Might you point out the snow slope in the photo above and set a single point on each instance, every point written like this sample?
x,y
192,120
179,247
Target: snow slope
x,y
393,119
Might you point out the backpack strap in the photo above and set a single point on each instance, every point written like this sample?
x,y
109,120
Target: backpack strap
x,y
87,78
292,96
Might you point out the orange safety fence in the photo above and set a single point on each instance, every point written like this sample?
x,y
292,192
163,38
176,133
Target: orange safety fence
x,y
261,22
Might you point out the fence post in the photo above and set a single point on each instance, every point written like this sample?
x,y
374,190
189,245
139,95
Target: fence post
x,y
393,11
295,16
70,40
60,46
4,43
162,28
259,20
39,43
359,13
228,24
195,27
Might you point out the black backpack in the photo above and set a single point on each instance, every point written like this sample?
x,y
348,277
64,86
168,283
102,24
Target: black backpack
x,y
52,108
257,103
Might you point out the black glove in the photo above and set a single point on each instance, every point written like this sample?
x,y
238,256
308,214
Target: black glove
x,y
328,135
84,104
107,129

WORK ITEM :: Throughout the data above, find each line that includes the string "photo"; state only how many there are.

RESULT :: 6